(Records in a dataset)

>> BEGIN

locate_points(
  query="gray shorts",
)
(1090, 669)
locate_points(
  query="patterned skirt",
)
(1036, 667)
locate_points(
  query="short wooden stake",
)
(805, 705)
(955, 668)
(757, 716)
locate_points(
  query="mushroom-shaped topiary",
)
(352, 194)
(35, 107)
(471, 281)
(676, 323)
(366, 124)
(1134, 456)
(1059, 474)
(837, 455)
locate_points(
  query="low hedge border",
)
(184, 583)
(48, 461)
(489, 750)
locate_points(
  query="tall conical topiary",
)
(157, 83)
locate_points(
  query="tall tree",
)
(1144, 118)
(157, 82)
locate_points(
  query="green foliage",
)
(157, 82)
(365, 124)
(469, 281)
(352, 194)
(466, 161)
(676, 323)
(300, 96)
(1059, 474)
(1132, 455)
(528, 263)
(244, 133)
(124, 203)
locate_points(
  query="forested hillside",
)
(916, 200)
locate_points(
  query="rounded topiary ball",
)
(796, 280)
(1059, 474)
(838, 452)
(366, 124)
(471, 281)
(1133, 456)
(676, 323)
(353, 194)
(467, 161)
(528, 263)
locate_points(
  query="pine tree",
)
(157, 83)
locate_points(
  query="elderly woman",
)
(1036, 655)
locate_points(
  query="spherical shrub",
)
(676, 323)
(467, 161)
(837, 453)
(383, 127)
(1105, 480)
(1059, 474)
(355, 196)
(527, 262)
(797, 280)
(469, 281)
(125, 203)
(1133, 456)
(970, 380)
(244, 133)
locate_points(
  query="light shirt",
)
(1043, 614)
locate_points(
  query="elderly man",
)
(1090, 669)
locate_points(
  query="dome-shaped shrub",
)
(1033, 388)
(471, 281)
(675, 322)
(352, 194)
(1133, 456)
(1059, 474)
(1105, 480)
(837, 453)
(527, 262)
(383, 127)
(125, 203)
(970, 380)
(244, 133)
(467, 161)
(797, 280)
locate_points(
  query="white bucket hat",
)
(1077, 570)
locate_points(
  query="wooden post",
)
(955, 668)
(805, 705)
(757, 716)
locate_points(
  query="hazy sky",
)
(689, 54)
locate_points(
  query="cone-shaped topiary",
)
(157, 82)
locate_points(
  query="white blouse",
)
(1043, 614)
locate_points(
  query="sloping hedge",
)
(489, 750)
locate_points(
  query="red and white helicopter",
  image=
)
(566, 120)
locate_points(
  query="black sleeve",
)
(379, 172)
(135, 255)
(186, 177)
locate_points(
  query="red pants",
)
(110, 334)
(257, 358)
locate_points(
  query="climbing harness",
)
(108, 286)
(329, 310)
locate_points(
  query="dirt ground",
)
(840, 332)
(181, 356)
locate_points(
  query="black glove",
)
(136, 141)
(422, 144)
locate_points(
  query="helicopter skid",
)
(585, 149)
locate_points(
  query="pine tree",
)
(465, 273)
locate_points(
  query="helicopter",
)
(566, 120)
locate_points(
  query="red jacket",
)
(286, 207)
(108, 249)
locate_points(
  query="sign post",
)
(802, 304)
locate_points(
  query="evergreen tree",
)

>> END

WHAT YOU WILL DO
Rewrite all of the lines above, swapping "elderly" for "older" wherever it occurs and keeping everything else the same.

RESPONSE TO THE EXERCISE
locate_points(
  query="gray shorts",
)
(1090, 669)
locate_points(
  query="patterned skirt",
)
(1036, 667)
locate_points(
  query="short wooden stake",
)
(805, 705)
(955, 668)
(757, 716)
locate_points(
  query="mushroom-shaped topiary",
)
(352, 194)
(35, 107)
(471, 281)
(676, 323)
(366, 124)
(1134, 456)
(1059, 474)
(837, 455)
locate_points(
  query="low hedge border",
)
(184, 583)
(48, 461)
(489, 750)
locate_points(
  query="tall conical topiary",
)
(157, 83)
locate_points(
  query="tall tree",
)
(1144, 118)
(157, 82)
locate_points(
  query="green foliage",
)
(157, 82)
(365, 124)
(469, 281)
(352, 194)
(466, 161)
(676, 323)
(300, 96)
(1059, 474)
(1132, 455)
(528, 263)
(244, 133)
(124, 203)
locate_points(
  query="forested hillside",
)
(916, 200)
locate_points(
  query="rounded topiary ball",
)
(796, 280)
(1059, 474)
(838, 452)
(366, 124)
(471, 281)
(1133, 456)
(676, 323)
(353, 194)
(467, 161)
(528, 263)
locate_points(
  query="pine tree",
)
(157, 83)
locate_points(
  query="older woman",
)
(1036, 655)
locate_points(
  query="spherical shrub",
)
(676, 323)
(467, 161)
(837, 453)
(383, 127)
(1105, 480)
(1059, 474)
(355, 196)
(527, 262)
(797, 280)
(469, 281)
(125, 203)
(1133, 456)
(970, 380)
(244, 133)
locate_points(
  query="light shirt",
)
(1043, 614)
locate_points(
  query="older man",
)
(1090, 669)
locate_points(
  query="dome-shaped shrub",
)
(1033, 388)
(471, 281)
(675, 322)
(352, 194)
(1133, 456)
(1059, 474)
(1105, 480)
(837, 453)
(527, 262)
(383, 127)
(125, 203)
(970, 380)
(244, 133)
(467, 161)
(797, 280)
locate_points(
  query="white bucket hat",
)
(1077, 570)
locate_points(
  query="wooden post",
)
(955, 668)
(805, 705)
(757, 716)
locate_points(
  query="hazy sky",
)
(689, 54)
locate_points(
  query="cone-shaped topiary",
)
(157, 82)
locate_points(
  query="white blouse",
)
(1043, 614)
locate_points(
  query="sloping hedge",
)
(489, 750)
locate_points(
  query="red and white helicopter",
  image=
)
(566, 120)
locate_points(
  query="black sleeve",
)
(379, 172)
(135, 255)
(186, 177)
locate_points(
  query="red pants",
)
(110, 334)
(257, 358)
locate_points(
  query="climbing harness",
)
(108, 286)
(329, 310)
locate_points(
  query="dirt ground",
)
(840, 332)
(181, 356)
locate_points(
  query="black glove",
)
(136, 141)
(422, 144)
locate_points(
  query="helicopter skid",
)
(585, 149)
locate_points(
  query="pine tree",
)
(465, 273)
locate_points(
  query="helicopter",
)
(566, 120)
locate_points(
  query="red jacket",
)
(286, 207)
(108, 249)
locate_points(
  query="sign post",
)
(802, 304)
locate_points(
  query="evergreen tree",
)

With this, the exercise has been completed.